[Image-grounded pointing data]
◆ ◆ ◆
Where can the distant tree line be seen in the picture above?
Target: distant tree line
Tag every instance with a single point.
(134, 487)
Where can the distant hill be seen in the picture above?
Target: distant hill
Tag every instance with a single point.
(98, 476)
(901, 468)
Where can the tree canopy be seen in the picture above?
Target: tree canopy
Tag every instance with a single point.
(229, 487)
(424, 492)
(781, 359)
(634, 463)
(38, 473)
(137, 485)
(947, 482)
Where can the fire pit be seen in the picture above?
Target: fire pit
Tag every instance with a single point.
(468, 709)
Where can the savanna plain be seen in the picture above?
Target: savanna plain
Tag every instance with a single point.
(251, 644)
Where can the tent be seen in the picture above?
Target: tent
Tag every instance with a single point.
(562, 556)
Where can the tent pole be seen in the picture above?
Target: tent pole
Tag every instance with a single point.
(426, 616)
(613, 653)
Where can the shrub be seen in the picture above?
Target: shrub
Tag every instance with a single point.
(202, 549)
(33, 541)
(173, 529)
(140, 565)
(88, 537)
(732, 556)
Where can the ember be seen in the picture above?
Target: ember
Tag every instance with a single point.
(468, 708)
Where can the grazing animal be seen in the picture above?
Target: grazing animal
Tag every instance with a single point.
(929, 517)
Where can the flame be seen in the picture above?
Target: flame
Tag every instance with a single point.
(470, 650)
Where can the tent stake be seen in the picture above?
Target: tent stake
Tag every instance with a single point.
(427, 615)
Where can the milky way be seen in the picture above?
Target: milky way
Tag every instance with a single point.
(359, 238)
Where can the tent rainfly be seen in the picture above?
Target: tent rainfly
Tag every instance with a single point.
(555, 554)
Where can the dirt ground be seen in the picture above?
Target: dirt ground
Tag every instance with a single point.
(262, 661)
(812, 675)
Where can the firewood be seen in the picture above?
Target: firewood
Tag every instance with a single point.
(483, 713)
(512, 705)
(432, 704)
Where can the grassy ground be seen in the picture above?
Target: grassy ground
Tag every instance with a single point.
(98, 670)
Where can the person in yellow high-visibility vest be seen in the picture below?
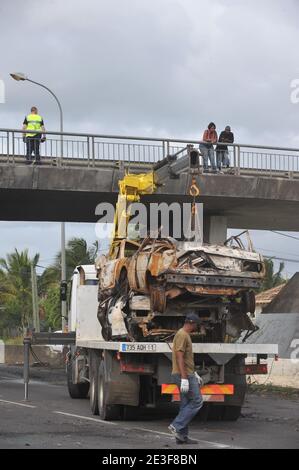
◆ ◆ ◆
*What is expected:*
Lines holding "shrub" in the data above: copy each of them.

*Reply to the exercise:*
Where can the shrub be seen in the picture above?
Target: shrub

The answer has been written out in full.